START INFORMATION SHOWN

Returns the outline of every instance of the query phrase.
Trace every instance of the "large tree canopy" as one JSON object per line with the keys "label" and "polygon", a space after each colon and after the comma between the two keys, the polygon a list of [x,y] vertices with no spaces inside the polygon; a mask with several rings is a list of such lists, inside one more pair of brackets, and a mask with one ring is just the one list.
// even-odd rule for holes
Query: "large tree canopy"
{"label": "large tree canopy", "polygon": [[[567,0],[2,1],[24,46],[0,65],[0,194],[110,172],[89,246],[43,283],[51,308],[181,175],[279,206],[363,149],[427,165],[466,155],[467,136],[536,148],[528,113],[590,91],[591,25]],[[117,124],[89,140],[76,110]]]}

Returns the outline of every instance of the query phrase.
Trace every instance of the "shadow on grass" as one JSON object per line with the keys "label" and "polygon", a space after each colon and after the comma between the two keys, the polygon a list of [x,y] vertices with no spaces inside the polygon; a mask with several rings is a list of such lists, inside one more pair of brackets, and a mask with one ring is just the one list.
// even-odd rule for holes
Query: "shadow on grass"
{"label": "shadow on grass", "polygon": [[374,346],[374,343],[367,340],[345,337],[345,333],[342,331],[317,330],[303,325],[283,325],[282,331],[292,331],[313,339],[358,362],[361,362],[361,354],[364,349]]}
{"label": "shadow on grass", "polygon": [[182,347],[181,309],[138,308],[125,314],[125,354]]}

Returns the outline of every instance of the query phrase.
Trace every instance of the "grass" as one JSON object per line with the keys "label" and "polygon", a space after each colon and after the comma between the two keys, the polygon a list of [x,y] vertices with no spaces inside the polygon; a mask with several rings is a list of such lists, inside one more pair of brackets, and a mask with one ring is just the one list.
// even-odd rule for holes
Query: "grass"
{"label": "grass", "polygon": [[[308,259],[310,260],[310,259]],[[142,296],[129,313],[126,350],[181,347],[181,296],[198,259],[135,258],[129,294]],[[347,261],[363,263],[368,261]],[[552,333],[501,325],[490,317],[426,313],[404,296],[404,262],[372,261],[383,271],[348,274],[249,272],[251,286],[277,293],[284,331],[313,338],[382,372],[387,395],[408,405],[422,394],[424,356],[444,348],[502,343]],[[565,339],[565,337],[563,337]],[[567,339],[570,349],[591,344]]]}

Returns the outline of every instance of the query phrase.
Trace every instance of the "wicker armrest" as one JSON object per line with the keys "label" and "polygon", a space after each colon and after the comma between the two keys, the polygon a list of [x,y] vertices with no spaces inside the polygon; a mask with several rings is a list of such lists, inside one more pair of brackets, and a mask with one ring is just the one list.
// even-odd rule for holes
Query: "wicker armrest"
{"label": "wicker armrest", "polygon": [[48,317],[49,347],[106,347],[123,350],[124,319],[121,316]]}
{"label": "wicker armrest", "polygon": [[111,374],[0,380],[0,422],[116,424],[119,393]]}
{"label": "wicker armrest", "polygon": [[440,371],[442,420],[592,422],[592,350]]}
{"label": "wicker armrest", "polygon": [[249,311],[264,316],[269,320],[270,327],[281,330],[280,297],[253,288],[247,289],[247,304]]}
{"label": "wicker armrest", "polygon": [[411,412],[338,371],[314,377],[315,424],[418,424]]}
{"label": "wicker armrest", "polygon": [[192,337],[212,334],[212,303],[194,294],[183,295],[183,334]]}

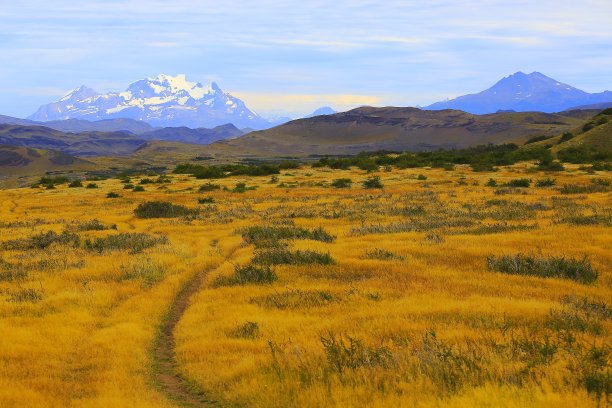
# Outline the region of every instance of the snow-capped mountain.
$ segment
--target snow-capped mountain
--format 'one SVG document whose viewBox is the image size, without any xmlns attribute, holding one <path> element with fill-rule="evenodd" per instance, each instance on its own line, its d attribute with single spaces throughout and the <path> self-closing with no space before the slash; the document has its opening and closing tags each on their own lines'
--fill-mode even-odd
<svg viewBox="0 0 612 408">
<path fill-rule="evenodd" d="M 137 119 L 153 126 L 215 127 L 232 123 L 239 128 L 265 129 L 271 124 L 245 103 L 223 92 L 216 83 L 204 86 L 185 75 L 159 75 L 131 84 L 124 92 L 100 94 L 81 86 L 58 102 L 41 106 L 28 119 Z"/>
<path fill-rule="evenodd" d="M 498 110 L 560 112 L 577 105 L 610 101 L 610 91 L 591 94 L 539 72 L 517 72 L 480 93 L 436 102 L 424 109 L 459 109 L 475 114 Z"/>
</svg>

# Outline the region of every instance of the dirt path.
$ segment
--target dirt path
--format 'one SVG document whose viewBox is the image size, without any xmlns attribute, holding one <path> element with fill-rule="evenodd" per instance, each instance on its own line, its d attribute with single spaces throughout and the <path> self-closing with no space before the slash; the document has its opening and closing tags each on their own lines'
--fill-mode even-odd
<svg viewBox="0 0 612 408">
<path fill-rule="evenodd" d="M 218 407 L 216 401 L 207 398 L 183 378 L 177 370 L 174 357 L 174 329 L 187 310 L 191 297 L 197 293 L 209 271 L 196 274 L 178 293 L 166 320 L 162 324 L 161 333 L 153 349 L 153 378 L 161 390 L 174 402 L 184 407 Z"/>
</svg>

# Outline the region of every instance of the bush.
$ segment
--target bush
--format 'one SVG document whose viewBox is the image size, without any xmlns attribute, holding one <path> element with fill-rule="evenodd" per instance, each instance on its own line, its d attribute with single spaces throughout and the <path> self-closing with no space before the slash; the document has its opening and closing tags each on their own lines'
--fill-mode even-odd
<svg viewBox="0 0 612 408">
<path fill-rule="evenodd" d="M 573 138 L 574 138 L 574 135 L 571 132 L 565 132 L 561 135 L 561 138 L 559 139 L 559 143 L 567 142 L 568 140 L 572 140 Z"/>
<path fill-rule="evenodd" d="M 41 177 L 37 183 L 32 185 L 32 188 L 36 188 L 39 186 L 45 187 L 47 190 L 54 189 L 56 185 L 65 184 L 68 182 L 68 177 L 65 176 L 57 176 L 57 177 Z"/>
<path fill-rule="evenodd" d="M 151 180 L 150 178 L 143 178 L 140 180 L 138 184 L 153 184 L 153 183 L 155 183 L 155 181 Z"/>
<path fill-rule="evenodd" d="M 145 191 L 145 189 L 144 189 L 143 186 L 136 186 L 136 187 L 134 187 L 134 189 L 132 191 L 134 191 L 136 193 L 140 193 L 140 192 Z"/>
<path fill-rule="evenodd" d="M 497 187 L 497 181 L 490 178 L 489 181 L 485 183 L 485 186 L 486 187 Z"/>
<path fill-rule="evenodd" d="M 605 193 L 609 188 L 598 184 L 590 185 L 575 185 L 565 184 L 560 189 L 561 194 L 589 194 L 589 193 Z"/>
<path fill-rule="evenodd" d="M 277 246 L 278 241 L 292 239 L 312 239 L 321 242 L 333 242 L 335 237 L 322 227 L 314 230 L 296 227 L 294 225 L 261 226 L 254 225 L 241 231 L 242 239 L 256 247 Z"/>
<path fill-rule="evenodd" d="M 112 192 L 112 191 L 106 194 L 106 198 L 119 198 L 119 197 L 121 197 L 119 194 Z"/>
<path fill-rule="evenodd" d="M 81 182 L 81 180 L 73 180 L 70 182 L 70 184 L 68 184 L 69 188 L 76 188 L 76 187 L 83 187 L 83 183 Z"/>
<path fill-rule="evenodd" d="M 98 188 L 98 185 L 96 183 L 89 183 L 85 188 Z"/>
<path fill-rule="evenodd" d="M 332 181 L 331 186 L 334 188 L 351 188 L 353 180 L 350 178 L 339 178 Z"/>
<path fill-rule="evenodd" d="M 529 179 L 514 179 L 510 180 L 507 183 L 504 183 L 504 187 L 521 187 L 526 188 L 531 185 L 531 180 Z"/>
<path fill-rule="evenodd" d="M 128 184 L 124 184 L 124 185 L 123 185 L 123 189 L 124 189 L 124 190 L 132 190 L 133 188 L 134 188 L 134 185 L 133 185 L 133 184 L 130 184 L 130 183 L 128 183 Z M 141 187 L 141 188 L 142 188 L 142 187 Z M 142 190 L 144 191 L 144 188 L 143 188 Z"/>
<path fill-rule="evenodd" d="M 525 144 L 531 144 L 531 143 L 536 143 L 536 142 L 541 142 L 542 140 L 547 140 L 550 139 L 552 136 L 546 136 L 546 135 L 540 135 L 540 136 L 533 136 L 531 138 L 529 138 L 529 140 L 527 140 L 525 142 Z"/>
<path fill-rule="evenodd" d="M 122 232 L 117 235 L 109 235 L 103 238 L 96 238 L 85 241 L 85 249 L 102 253 L 104 251 L 130 250 L 136 254 L 155 245 L 168 242 L 166 237 L 153 237 L 143 233 Z"/>
<path fill-rule="evenodd" d="M 72 245 L 77 247 L 80 238 L 77 234 L 64 231 L 61 234 L 55 231 L 42 232 L 29 238 L 14 239 L 3 242 L 0 247 L 8 250 L 45 249 L 53 244 Z"/>
<path fill-rule="evenodd" d="M 335 261 L 328 253 L 309 249 L 291 252 L 286 248 L 269 248 L 255 254 L 253 263 L 260 265 L 333 265 Z"/>
<path fill-rule="evenodd" d="M 213 204 L 215 202 L 215 199 L 212 197 L 202 197 L 202 198 L 198 198 L 198 203 L 199 204 Z"/>
<path fill-rule="evenodd" d="M 363 188 L 383 188 L 383 184 L 380 181 L 380 177 L 373 176 L 365 180 L 363 183 Z"/>
<path fill-rule="evenodd" d="M 247 285 L 249 283 L 255 283 L 259 285 L 270 284 L 275 282 L 278 276 L 269 265 L 256 266 L 236 265 L 234 268 L 234 275 L 230 277 L 219 277 L 215 281 L 217 286 L 223 285 Z"/>
<path fill-rule="evenodd" d="M 540 160 L 538 163 L 538 170 L 543 171 L 563 171 L 565 168 L 558 161 L 552 159 Z"/>
<path fill-rule="evenodd" d="M 423 174 L 419 174 L 417 176 L 417 180 L 427 180 L 427 176 L 423 175 Z"/>
<path fill-rule="evenodd" d="M 248 187 L 246 183 L 236 183 L 236 186 L 232 189 L 234 193 L 244 193 L 249 190 L 255 190 L 257 187 Z"/>
<path fill-rule="evenodd" d="M 555 185 L 556 180 L 554 178 L 545 178 L 536 181 L 536 187 L 552 187 Z"/>
<path fill-rule="evenodd" d="M 176 218 L 195 213 L 197 213 L 196 210 L 166 201 L 147 201 L 139 204 L 134 210 L 134 214 L 138 218 Z"/>
<path fill-rule="evenodd" d="M 220 188 L 221 186 L 219 184 L 206 183 L 206 184 L 202 184 L 200 188 L 198 189 L 198 191 L 202 193 L 205 191 L 219 190 Z"/>
<path fill-rule="evenodd" d="M 510 275 L 531 275 L 540 278 L 572 279 L 580 283 L 592 283 L 598 272 L 593 269 L 587 257 L 574 259 L 561 257 L 541 257 L 530 255 L 504 255 L 487 257 L 490 270 Z"/>
</svg>

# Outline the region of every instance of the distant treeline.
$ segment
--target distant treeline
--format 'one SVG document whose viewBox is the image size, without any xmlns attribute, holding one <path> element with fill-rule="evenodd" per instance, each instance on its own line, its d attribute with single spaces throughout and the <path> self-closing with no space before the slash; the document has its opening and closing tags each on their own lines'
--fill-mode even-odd
<svg viewBox="0 0 612 408">
<path fill-rule="evenodd" d="M 609 152 L 597 151 L 582 145 L 558 152 L 557 157 L 567 163 L 596 163 L 612 159 Z M 323 157 L 313 167 L 348 169 L 358 167 L 374 171 L 379 166 L 398 168 L 438 167 L 451 168 L 456 164 L 467 164 L 474 171 L 490 171 L 495 166 L 508 166 L 521 161 L 538 161 L 542 169 L 558 169 L 559 163 L 546 147 L 519 148 L 516 144 L 481 145 L 466 149 L 436 150 L 430 152 L 364 152 L 352 157 Z"/>
<path fill-rule="evenodd" d="M 599 163 L 612 160 L 606 151 L 598 151 L 592 146 L 568 147 L 557 153 L 557 158 L 566 163 Z M 366 171 L 376 171 L 381 166 L 397 168 L 438 167 L 452 169 L 457 164 L 466 164 L 474 171 L 492 171 L 496 166 L 509 166 L 521 161 L 537 161 L 541 170 L 563 170 L 554 160 L 549 149 L 543 146 L 519 148 L 516 144 L 481 145 L 466 149 L 436 150 L 430 152 L 362 152 L 356 156 L 322 157 L 312 163 L 312 167 L 348 169 L 357 167 Z M 203 166 L 199 164 L 180 164 L 175 174 L 192 174 L 199 179 L 215 179 L 229 176 L 268 176 L 279 174 L 281 170 L 300 166 L 298 161 L 280 163 L 222 164 Z"/>
<path fill-rule="evenodd" d="M 299 166 L 299 163 L 290 161 L 260 164 L 221 164 L 216 166 L 187 163 L 176 166 L 174 173 L 192 174 L 198 179 L 215 179 L 230 176 L 269 176 L 279 174 L 281 170 L 295 169 Z"/>
</svg>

END INFORMATION SHOWN

TASK:
Copy each line of the listing in which the word "mountain" can be found.

RESULT FOR THIS TASK:
# Outline the region of every instance of the snow-capped mountain.
--target snow-capped mountain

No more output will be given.